--- START Provided passage ---
Just keep swimming, just keep swimming...

I still don't really know what the hell I'm doing, but the fog has lifted a little, so I'm just going with it, gratefully. My husband is in Poland (he emailed from the plane that he thinks he finally gets my mother, as he was settling down for a six-hour ride with a bunch of hyper-manic 60-plus-year-olds. Yikes). I get my four-day take-home exam at nine tomorrow morning, but I have to go to the school to walk over to the high school with Angus's class at eleven. In the rain, it looks like. When I would much rather just hunker down over the freaking exam for ten hours and get it DONE, but oh well. Matt figured out that if I get zero on the exam I should still get 52 in the course, so it's all gravy. Right?

The whole week-end was pretty much an exercise in survival. Not that there was much to do, but I just felt the constant urge to go curl up around the hard, spiky ball of sad and icky and hopeless and bad that was lodged under my ribcage, and Matt left Saturday morning, and Angus has this creepy sixth sense for when I'm un-okay in ANY POSSIBLE WAY and it stresses him the fuck out, and strangely enough is not terribly comforting for me to have him following me around going 'are you okay? are you okay?', so I was desperate to Maintain My Cover. Because they're smart kids, but if they asked me what was wrong, 'existential despair' was probably not really going to fly as an answer.
--- END Provided passage ---
--- START Records ---
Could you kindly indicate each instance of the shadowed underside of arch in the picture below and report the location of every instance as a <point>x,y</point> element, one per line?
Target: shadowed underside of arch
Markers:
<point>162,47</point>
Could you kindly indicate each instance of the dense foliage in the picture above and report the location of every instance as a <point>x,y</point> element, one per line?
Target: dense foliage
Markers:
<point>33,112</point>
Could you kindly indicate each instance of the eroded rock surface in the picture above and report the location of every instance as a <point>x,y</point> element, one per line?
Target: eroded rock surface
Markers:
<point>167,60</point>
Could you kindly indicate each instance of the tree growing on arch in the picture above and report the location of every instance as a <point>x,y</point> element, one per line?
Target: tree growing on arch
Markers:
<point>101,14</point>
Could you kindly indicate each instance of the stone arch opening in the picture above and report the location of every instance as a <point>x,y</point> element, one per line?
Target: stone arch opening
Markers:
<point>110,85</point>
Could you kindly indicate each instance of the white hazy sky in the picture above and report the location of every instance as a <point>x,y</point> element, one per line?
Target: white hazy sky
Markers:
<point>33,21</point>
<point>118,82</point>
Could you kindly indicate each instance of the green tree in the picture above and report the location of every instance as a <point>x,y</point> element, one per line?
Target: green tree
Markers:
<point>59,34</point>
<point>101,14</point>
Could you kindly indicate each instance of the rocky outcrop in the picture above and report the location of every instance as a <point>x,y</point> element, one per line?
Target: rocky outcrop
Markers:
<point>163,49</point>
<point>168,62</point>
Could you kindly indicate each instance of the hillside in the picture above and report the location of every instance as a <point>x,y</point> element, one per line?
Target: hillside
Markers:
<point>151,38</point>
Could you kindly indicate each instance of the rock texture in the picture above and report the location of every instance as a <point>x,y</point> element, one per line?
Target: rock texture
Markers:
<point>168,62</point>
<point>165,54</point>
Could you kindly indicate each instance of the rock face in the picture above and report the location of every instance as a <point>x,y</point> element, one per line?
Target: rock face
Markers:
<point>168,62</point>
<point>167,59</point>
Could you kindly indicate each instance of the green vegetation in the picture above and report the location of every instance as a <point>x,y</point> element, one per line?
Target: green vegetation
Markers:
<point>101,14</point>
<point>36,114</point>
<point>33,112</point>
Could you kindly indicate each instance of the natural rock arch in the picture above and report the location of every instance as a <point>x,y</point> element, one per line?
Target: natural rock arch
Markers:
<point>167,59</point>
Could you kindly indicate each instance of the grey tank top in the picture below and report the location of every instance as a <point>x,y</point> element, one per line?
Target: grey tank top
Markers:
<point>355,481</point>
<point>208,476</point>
--- END Records ---
Stated goal -
Can you extract, word for word, the part of the blog post starting with "Just keep swimming, just" and going on through "all gravy. Right?"?

Answer below -
Just keep swimming, just keep swimming...

I still don't really know what the hell I'm doing, but the fog has lifted a little, so I'm just going with it, gratefully. My husband is in Poland (he emailed from the plane that he thinks he finally gets my mother, as he was settling down for a six-hour ride with a bunch of hyper-manic 60-plus-year-olds. Yikes). I get my four-day take-home exam at nine tomorrow morning, but I have to go to the school to walk over to the high school with Angus's class at eleven. In the rain, it looks like. When I would much rather just hunker down over the freaking exam for ten hours and get it DONE, but oh well. Matt figured out that if I get zero on the exam I should still get 52 in the course, so it's all gravy. Right?